(Data excerpts)
========================

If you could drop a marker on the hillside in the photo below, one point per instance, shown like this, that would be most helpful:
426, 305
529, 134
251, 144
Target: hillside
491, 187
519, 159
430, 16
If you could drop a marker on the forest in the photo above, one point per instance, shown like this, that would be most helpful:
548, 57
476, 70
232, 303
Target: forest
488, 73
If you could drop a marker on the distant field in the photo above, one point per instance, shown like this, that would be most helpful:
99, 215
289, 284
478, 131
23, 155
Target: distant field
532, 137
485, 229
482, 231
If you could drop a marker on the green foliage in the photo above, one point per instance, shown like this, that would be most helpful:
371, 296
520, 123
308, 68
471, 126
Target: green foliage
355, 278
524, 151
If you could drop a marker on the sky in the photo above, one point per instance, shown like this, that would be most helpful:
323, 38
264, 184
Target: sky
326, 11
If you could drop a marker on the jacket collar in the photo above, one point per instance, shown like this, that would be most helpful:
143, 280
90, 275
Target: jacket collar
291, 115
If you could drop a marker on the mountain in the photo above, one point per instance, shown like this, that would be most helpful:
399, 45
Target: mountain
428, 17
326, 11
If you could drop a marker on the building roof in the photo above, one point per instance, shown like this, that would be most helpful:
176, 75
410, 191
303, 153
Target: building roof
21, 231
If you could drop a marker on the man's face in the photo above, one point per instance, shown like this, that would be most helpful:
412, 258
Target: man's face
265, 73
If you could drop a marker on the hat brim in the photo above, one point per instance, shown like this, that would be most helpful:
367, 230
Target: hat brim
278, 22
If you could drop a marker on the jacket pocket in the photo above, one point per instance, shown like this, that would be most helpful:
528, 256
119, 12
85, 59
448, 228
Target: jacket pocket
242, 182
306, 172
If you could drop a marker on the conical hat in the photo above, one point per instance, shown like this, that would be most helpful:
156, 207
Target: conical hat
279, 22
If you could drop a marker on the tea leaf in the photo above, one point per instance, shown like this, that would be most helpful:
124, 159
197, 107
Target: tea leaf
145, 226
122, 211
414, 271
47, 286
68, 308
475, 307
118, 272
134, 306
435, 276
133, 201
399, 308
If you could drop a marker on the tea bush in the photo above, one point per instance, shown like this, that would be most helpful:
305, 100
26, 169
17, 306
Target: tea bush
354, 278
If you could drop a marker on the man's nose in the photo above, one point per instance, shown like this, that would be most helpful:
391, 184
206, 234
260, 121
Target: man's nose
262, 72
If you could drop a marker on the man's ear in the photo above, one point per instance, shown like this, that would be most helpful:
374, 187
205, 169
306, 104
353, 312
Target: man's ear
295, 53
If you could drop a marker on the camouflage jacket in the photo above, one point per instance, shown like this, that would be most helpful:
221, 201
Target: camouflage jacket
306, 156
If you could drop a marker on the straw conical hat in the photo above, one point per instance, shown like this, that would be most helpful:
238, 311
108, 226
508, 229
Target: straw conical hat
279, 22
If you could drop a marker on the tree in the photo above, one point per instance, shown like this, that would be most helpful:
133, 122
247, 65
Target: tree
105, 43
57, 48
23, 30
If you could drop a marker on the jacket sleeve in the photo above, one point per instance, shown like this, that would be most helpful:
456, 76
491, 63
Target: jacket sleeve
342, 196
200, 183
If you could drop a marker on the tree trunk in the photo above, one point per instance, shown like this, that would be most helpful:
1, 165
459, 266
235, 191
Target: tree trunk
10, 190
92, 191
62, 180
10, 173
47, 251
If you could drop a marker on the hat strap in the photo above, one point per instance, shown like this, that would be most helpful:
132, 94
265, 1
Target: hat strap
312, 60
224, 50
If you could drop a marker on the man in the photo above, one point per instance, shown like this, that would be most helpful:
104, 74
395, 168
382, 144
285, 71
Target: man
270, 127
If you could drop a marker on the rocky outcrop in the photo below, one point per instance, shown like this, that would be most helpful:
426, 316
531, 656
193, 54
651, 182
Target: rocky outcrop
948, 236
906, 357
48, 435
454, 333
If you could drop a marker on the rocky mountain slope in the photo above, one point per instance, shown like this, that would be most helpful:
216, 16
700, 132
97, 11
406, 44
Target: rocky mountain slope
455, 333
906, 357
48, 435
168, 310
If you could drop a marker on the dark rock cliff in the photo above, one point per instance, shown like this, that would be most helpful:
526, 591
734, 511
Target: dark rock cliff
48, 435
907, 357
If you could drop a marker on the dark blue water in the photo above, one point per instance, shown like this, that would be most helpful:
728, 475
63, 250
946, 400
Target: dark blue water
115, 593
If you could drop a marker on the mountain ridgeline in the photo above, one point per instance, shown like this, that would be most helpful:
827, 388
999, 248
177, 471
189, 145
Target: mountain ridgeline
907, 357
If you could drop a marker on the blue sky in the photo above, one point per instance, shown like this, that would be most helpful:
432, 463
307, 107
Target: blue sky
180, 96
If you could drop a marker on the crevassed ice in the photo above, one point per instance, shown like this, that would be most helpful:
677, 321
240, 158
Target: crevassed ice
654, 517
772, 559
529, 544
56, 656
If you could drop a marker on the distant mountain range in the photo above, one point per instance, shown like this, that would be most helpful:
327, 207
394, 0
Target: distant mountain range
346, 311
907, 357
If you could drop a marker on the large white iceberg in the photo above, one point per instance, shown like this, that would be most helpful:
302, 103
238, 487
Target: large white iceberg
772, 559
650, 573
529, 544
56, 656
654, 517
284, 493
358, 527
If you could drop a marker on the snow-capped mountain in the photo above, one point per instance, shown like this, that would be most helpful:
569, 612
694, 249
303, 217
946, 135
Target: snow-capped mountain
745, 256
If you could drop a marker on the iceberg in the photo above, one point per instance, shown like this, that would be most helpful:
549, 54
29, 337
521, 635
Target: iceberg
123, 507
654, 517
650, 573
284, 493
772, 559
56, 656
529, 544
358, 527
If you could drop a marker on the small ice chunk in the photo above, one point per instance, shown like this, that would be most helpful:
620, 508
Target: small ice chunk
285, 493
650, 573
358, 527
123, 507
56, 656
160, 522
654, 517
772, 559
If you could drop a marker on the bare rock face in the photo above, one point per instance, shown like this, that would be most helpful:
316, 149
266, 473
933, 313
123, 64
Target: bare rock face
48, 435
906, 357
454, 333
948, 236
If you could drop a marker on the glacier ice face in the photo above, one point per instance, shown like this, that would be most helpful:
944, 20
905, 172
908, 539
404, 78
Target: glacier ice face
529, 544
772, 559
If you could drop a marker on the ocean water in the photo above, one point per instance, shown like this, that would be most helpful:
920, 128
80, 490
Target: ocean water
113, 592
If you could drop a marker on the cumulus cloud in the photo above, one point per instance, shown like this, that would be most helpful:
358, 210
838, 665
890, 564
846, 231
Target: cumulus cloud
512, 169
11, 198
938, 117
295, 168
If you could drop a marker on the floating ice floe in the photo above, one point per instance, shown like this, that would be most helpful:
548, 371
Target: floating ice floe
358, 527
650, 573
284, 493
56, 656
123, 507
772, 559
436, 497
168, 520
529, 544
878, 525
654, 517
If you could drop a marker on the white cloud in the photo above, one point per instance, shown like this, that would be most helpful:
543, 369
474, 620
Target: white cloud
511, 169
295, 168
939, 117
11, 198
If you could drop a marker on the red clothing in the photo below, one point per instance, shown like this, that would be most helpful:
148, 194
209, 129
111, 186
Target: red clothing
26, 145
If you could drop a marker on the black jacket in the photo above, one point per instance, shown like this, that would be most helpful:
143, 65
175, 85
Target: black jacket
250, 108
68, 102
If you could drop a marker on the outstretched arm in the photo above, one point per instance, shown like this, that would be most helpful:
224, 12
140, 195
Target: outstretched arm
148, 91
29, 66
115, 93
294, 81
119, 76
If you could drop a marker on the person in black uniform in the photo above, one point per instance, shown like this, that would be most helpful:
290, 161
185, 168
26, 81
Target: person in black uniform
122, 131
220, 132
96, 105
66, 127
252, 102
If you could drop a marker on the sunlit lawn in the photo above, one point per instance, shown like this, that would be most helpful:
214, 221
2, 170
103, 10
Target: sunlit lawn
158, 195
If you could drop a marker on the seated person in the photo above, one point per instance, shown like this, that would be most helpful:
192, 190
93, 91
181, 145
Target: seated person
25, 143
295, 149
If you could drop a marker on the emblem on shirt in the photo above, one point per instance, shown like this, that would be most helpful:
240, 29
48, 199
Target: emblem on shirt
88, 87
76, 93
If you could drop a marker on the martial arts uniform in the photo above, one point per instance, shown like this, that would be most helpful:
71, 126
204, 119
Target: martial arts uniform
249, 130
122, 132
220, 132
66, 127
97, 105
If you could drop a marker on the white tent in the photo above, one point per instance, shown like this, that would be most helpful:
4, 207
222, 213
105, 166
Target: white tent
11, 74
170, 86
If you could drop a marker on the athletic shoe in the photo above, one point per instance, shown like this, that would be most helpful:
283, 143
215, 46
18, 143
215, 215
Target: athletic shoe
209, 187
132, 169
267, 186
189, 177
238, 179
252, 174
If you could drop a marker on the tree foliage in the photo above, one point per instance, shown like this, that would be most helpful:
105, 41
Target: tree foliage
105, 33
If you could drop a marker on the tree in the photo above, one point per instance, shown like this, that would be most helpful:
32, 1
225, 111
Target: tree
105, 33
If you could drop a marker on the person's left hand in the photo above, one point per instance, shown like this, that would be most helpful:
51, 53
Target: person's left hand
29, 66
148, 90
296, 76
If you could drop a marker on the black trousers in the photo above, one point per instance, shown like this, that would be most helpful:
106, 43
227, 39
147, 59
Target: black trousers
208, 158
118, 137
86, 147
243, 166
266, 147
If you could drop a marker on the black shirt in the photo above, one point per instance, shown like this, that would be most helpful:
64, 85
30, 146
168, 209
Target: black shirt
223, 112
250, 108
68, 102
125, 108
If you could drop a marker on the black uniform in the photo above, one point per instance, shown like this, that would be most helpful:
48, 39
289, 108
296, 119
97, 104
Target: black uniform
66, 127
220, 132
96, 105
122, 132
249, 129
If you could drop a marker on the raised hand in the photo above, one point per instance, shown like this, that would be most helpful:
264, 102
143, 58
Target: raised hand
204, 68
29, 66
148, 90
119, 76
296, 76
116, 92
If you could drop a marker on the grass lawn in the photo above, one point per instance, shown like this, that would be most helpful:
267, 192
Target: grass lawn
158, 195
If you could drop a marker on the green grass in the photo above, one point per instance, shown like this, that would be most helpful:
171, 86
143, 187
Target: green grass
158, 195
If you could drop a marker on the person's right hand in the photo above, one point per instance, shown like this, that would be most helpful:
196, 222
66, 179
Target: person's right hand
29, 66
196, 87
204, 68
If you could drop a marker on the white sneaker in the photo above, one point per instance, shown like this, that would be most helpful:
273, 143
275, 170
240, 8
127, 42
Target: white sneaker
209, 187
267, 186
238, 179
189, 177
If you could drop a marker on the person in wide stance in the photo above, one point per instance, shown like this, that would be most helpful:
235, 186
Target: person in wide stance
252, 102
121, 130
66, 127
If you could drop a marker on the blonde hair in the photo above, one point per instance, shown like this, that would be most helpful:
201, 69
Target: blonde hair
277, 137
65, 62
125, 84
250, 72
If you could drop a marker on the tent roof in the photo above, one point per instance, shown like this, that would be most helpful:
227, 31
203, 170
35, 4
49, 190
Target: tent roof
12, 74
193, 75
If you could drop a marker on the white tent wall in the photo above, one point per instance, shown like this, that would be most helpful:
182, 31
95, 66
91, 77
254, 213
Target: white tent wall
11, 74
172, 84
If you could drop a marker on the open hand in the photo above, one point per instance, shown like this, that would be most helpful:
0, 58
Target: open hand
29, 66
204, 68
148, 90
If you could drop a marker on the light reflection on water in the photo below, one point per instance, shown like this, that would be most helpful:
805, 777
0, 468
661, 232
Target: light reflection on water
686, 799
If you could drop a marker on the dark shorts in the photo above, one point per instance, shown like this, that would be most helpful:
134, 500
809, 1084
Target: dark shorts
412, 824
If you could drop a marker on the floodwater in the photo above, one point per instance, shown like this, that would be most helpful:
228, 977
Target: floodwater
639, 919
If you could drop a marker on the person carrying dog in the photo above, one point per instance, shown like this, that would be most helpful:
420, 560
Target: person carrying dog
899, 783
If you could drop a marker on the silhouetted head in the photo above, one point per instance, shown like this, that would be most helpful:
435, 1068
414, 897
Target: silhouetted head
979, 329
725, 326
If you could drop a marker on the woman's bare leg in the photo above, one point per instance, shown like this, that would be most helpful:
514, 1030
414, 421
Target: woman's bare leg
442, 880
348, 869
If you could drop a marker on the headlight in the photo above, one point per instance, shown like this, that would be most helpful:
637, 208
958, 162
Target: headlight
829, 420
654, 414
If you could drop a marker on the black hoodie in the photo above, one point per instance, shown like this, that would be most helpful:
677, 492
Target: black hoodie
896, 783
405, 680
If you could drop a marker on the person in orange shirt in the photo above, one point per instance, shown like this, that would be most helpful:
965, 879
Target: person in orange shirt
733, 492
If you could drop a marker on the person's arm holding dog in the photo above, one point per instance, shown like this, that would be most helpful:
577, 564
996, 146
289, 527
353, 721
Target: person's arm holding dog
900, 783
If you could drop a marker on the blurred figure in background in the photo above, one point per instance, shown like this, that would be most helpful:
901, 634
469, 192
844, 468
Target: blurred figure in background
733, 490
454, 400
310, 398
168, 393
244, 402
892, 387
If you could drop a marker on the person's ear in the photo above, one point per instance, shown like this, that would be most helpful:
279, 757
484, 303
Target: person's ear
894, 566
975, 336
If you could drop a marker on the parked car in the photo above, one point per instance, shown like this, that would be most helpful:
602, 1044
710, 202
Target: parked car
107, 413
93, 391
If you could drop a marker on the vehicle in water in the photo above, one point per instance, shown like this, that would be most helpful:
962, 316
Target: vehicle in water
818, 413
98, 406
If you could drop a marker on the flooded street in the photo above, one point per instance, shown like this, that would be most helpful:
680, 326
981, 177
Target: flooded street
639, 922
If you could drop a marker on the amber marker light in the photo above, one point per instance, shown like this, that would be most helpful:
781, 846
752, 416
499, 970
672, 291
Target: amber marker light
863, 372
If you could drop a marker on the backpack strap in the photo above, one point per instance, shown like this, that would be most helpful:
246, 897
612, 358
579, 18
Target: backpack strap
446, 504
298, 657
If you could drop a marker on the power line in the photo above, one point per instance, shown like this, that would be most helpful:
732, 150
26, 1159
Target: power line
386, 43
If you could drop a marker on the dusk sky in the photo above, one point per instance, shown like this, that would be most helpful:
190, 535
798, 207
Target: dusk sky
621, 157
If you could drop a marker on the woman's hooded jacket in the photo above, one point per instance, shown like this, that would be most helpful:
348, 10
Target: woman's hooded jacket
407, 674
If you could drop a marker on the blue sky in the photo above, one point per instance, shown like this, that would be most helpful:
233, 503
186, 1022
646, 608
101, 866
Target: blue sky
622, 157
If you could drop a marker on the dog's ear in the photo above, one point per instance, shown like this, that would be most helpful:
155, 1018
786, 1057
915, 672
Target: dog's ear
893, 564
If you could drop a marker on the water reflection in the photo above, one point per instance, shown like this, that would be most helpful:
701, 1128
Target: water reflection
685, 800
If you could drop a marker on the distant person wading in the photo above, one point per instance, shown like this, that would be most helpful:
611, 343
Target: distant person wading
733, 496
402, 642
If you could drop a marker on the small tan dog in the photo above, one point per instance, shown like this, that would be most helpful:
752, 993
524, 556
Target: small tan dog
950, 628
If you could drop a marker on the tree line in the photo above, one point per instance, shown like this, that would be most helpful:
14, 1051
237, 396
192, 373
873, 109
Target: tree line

========================

## YOUR ASSIGNMENT
Return a copy of each line in the records above that has "below" in it.

## ANSWER
If you could drop a marker on the hillside in the photo below, one point per instance, shown like this, that would be most helpful:
If you could drop a marker on the rocky outcrop in the photo below, one point per instance, shown like this, that would be most helpful:
If you could drop a marker on the red clothing in the photo below, one point per instance, shown like this, that would be most helpful:
If you could drop a marker on the light reflection on water in the photo below, one point per instance, shown like this, that would be most helpful:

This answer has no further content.